[WORK INSTRUCTIONS]: Render the lines of the entries from the one containing "Category: black winter coat" through the last line, inclusive, as a numbered list, leaving out any blank lines.

(A block of data)

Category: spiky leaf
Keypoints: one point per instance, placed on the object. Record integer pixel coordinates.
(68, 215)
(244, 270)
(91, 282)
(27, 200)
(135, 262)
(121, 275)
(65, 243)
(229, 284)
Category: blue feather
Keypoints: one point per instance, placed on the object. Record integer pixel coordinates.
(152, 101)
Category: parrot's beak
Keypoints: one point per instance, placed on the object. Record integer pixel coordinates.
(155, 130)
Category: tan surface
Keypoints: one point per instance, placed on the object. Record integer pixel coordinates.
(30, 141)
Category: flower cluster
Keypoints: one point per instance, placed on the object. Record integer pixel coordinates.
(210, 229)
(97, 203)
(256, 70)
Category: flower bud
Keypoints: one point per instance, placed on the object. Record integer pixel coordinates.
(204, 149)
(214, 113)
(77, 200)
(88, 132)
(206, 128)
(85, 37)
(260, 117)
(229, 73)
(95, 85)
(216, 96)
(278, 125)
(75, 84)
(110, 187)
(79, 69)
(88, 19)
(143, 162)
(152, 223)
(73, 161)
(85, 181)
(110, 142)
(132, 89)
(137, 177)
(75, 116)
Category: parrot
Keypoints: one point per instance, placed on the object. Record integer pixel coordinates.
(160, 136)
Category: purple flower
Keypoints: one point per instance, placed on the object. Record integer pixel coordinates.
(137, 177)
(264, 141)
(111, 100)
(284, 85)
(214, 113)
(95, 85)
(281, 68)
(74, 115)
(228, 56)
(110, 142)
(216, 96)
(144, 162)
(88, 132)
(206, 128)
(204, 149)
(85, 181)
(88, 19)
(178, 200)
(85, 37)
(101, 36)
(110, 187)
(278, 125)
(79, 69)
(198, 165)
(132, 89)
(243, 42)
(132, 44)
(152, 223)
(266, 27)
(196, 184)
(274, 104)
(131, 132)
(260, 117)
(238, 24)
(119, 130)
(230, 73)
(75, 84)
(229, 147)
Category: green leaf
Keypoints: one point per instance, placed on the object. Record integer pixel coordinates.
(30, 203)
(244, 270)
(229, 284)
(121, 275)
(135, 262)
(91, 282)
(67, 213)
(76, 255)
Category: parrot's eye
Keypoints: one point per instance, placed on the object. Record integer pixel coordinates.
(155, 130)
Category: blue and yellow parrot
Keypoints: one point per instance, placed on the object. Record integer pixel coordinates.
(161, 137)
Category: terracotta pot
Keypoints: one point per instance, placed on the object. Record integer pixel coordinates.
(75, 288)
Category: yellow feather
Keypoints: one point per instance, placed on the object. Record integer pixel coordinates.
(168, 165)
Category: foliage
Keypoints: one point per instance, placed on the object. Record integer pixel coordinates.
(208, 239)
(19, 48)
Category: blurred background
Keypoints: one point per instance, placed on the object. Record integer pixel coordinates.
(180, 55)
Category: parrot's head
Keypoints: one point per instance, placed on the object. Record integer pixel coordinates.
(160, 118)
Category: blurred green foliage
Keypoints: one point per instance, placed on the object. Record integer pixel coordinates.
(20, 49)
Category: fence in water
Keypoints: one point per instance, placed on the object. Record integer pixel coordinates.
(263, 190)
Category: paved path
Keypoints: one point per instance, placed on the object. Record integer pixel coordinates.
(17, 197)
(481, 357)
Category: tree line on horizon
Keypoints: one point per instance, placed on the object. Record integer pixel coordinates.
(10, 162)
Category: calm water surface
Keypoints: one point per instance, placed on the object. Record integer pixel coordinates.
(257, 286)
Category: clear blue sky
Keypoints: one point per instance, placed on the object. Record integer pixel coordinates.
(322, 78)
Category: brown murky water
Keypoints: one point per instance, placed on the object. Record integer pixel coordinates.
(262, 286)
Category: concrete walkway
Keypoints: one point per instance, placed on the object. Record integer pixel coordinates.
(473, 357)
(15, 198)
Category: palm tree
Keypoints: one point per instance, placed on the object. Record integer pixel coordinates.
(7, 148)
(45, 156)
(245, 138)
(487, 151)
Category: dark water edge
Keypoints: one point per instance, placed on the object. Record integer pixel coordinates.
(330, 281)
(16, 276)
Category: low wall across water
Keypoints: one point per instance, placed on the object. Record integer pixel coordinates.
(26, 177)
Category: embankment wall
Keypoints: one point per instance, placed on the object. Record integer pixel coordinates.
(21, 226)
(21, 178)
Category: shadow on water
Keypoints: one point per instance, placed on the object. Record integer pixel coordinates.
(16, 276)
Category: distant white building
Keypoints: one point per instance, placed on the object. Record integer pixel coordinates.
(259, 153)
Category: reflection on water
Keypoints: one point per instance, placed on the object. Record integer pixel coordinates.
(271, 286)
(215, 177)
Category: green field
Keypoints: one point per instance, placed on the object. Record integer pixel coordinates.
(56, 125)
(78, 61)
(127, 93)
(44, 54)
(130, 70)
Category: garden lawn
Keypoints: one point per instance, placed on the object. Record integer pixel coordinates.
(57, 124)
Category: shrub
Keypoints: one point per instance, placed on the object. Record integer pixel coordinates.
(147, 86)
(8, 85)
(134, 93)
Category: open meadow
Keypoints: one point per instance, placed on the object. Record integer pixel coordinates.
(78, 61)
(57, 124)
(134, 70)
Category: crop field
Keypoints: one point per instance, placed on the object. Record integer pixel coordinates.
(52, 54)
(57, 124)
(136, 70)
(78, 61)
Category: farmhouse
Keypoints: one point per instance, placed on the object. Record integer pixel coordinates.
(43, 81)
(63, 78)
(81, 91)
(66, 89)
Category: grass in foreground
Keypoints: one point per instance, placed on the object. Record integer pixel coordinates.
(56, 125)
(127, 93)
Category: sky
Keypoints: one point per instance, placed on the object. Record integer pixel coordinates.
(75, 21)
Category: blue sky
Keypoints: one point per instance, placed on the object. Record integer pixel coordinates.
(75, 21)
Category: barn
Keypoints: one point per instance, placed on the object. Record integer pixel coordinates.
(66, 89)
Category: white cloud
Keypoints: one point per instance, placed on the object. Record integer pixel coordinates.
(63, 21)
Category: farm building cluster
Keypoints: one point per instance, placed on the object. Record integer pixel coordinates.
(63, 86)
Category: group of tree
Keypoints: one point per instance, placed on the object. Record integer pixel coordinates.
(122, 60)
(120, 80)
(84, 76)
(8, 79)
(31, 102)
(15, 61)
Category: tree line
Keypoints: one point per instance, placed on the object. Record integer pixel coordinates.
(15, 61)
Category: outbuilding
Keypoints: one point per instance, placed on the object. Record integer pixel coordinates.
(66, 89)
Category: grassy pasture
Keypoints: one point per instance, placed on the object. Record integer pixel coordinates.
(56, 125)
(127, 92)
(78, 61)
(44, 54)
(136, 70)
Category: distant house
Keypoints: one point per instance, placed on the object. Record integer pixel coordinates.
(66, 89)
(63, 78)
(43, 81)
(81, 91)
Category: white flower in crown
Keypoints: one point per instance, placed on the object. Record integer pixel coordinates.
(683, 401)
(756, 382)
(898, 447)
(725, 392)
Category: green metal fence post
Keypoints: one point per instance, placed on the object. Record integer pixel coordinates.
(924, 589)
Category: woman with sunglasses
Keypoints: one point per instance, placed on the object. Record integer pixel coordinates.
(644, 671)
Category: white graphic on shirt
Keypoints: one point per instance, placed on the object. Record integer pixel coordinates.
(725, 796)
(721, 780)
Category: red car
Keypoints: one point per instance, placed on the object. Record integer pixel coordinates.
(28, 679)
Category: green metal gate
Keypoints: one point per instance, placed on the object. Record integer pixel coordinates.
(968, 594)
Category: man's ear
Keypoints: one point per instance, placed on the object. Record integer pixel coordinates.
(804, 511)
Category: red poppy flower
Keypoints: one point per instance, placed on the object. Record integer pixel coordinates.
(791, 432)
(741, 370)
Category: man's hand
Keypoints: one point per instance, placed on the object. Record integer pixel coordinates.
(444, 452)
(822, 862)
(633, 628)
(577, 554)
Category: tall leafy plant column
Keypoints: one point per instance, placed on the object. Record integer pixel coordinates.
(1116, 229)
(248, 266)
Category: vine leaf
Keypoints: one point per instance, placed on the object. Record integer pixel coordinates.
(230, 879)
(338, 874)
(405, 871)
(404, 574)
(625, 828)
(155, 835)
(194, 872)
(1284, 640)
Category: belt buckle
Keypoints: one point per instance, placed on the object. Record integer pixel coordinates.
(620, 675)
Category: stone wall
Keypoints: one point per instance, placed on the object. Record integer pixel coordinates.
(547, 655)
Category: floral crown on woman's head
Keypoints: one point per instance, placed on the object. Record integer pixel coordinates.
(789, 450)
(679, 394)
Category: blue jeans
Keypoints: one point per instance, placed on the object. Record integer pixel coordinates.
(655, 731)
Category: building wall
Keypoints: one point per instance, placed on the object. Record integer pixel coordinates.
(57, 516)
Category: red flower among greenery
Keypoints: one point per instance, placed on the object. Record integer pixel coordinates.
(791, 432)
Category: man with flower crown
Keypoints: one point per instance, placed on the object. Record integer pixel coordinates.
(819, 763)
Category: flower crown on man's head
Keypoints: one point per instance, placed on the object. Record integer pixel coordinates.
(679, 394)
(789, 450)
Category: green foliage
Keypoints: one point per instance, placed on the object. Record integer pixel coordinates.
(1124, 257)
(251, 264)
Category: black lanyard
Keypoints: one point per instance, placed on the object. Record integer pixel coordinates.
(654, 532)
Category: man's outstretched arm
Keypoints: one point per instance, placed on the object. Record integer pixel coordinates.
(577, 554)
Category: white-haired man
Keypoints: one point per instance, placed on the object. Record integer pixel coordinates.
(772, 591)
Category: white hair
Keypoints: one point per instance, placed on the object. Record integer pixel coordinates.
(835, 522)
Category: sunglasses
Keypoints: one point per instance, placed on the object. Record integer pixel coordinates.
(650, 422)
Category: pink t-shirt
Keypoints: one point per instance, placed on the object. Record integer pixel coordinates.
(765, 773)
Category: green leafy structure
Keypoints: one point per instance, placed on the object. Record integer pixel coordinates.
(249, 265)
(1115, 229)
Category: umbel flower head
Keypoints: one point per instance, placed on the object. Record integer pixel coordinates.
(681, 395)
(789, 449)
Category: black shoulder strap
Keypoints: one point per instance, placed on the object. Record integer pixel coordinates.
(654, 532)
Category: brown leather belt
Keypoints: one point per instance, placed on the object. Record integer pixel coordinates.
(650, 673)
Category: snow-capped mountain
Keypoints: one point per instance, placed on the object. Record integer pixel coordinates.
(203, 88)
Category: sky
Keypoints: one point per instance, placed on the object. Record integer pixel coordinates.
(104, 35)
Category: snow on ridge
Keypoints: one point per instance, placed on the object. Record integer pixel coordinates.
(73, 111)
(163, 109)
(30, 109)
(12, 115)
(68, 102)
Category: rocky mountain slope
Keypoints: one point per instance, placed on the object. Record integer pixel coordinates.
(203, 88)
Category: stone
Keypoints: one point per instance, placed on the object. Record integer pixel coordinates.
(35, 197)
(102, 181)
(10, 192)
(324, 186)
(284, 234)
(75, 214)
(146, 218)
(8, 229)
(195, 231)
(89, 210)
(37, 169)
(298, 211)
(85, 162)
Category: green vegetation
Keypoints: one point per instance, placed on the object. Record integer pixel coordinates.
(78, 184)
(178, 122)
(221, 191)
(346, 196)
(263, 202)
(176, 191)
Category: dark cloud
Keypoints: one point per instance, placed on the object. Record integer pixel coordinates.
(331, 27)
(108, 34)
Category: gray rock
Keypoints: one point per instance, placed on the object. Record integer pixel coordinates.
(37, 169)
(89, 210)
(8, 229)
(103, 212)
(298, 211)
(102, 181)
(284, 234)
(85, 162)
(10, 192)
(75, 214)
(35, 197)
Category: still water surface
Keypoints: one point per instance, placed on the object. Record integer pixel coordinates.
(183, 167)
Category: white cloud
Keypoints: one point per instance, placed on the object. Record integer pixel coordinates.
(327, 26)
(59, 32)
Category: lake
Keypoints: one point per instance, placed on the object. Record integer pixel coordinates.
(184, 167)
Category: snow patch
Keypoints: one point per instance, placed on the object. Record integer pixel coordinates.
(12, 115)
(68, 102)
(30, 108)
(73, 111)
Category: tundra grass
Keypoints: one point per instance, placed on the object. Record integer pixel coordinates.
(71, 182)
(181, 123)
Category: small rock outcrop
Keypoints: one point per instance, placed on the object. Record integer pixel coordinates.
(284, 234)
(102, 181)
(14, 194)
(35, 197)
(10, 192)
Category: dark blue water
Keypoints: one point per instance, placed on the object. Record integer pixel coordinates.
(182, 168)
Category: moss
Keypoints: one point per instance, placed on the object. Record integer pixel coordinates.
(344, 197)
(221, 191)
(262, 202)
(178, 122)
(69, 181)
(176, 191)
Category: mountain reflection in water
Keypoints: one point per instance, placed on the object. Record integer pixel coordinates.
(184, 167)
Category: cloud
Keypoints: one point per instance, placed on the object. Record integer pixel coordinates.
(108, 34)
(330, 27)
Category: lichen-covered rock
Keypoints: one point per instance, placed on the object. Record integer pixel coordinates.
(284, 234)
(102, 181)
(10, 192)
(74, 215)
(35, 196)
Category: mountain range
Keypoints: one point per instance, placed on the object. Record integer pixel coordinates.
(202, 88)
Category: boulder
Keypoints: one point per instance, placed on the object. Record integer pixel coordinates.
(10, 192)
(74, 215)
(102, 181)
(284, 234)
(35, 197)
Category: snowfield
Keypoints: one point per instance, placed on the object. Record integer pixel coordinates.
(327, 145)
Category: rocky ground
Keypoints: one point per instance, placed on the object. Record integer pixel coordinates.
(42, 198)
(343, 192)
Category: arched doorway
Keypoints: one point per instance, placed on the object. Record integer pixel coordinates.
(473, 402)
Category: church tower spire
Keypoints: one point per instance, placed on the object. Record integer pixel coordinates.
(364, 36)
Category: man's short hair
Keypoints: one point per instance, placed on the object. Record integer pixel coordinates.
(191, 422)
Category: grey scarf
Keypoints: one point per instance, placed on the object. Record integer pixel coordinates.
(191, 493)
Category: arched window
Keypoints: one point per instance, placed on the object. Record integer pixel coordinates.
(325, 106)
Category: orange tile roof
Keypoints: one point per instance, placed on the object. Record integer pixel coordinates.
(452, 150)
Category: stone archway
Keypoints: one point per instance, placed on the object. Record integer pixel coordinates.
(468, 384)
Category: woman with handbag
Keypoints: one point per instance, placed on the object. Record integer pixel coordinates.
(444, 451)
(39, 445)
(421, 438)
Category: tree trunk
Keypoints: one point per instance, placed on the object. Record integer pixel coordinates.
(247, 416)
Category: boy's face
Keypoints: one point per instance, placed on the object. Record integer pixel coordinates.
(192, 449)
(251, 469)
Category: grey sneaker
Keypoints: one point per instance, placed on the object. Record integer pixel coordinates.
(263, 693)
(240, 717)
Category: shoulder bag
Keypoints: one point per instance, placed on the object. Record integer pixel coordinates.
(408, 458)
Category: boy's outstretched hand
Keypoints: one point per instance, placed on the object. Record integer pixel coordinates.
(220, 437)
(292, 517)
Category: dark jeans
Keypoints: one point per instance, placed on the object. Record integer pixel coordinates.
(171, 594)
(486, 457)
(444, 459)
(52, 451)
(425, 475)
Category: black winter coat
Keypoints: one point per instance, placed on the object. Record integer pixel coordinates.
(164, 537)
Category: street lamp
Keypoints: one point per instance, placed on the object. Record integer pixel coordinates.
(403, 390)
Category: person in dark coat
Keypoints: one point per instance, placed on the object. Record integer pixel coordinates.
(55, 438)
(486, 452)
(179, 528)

[FULL RESPONSE]:
1. Category: black winter coat
2. Keypoints: one point per instance, placed on the object. Record integer pixel coordinates.
3. (164, 537)
4. Category: street lamp
5. Keypoints: one point per instance, placed on the object. Record integer pixel coordinates.
6. (403, 390)
7. Category: person in dark coat
8. Keypoints: one point per instance, placed on the object. Record integer pixel coordinates.
9. (55, 438)
10. (486, 452)
11. (179, 528)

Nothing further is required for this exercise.